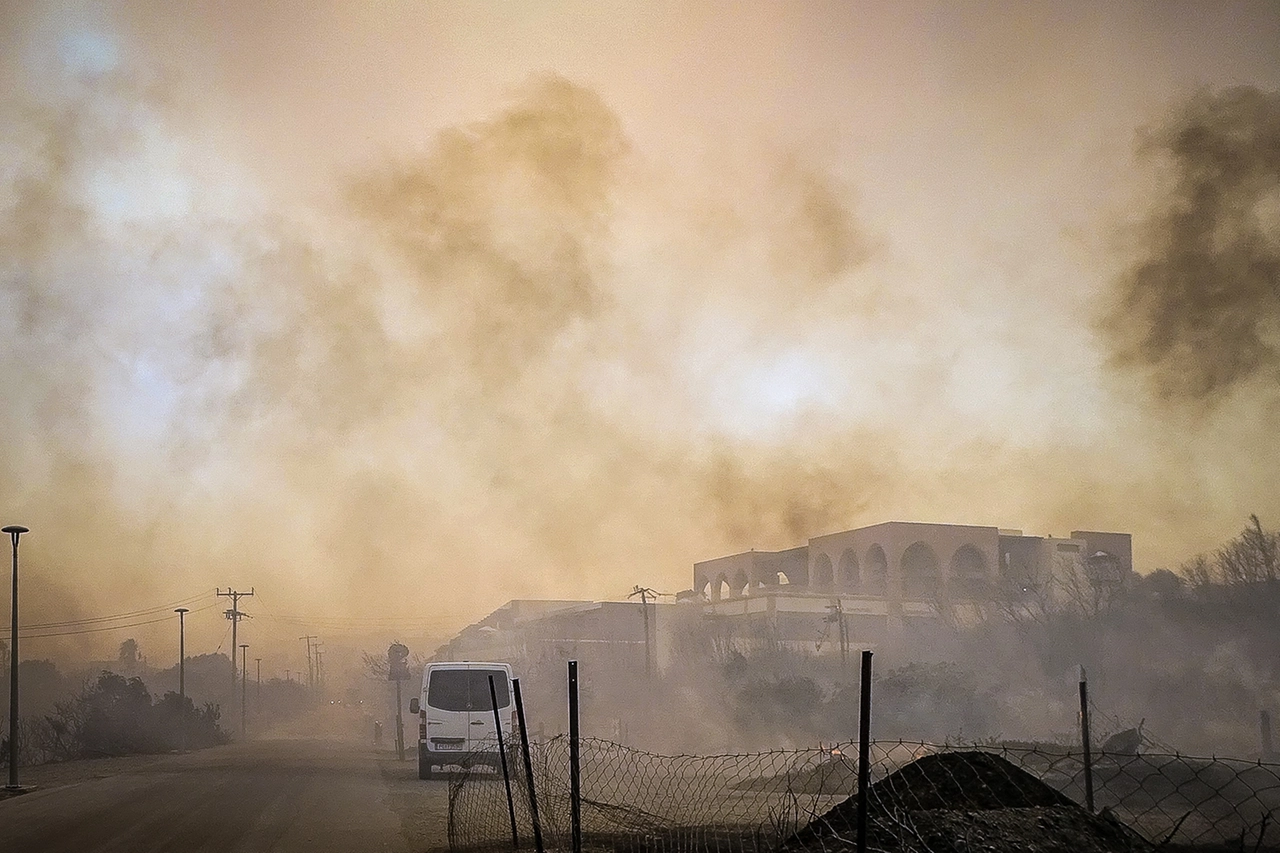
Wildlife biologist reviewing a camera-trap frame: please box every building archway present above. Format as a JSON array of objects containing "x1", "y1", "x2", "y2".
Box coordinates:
[
  {"x1": 838, "y1": 548, "x2": 860, "y2": 590},
  {"x1": 733, "y1": 569, "x2": 749, "y2": 597},
  {"x1": 777, "y1": 572, "x2": 791, "y2": 585},
  {"x1": 864, "y1": 545, "x2": 888, "y2": 595},
  {"x1": 902, "y1": 541, "x2": 941, "y2": 597},
  {"x1": 949, "y1": 544, "x2": 988, "y2": 598},
  {"x1": 813, "y1": 553, "x2": 834, "y2": 590},
  {"x1": 717, "y1": 576, "x2": 731, "y2": 601}
]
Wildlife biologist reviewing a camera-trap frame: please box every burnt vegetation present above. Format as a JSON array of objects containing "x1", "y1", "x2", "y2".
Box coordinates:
[{"x1": 2, "y1": 670, "x2": 225, "y2": 766}]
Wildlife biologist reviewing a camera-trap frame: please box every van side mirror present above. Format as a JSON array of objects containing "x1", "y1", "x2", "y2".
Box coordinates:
[{"x1": 409, "y1": 697, "x2": 420, "y2": 714}]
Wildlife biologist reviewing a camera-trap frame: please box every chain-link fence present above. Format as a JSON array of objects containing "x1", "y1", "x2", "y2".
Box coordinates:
[{"x1": 447, "y1": 737, "x2": 1280, "y2": 852}]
#####
> PROBLEM REQUIREMENTS
Every line in the listing above that mentions "frame" should be returned.

> WRITTEN SOLUTION
Wildlife biologist reviewing a camera-trap frame: please box every building archway present above. Format as a JSON array of objects containing "x1", "y1", "x2", "y2".
Wildlife biologist reviewing a camera-trap frame: please box every burnt vegetation present above. Format as a JSON array of objects containing "x1", "y1", "x2", "y2".
Wildlife biologist reviewing a camera-trap frame: please box every van side mirror present above. Format as a JSON array of objects containing "x1", "y1", "x2", "y2".
Wildlife biologist reviewing a camera-trap frame: please box every chain-link fence present above. Format as a JSON array of objects containing "x1", "y1", "x2", "y2".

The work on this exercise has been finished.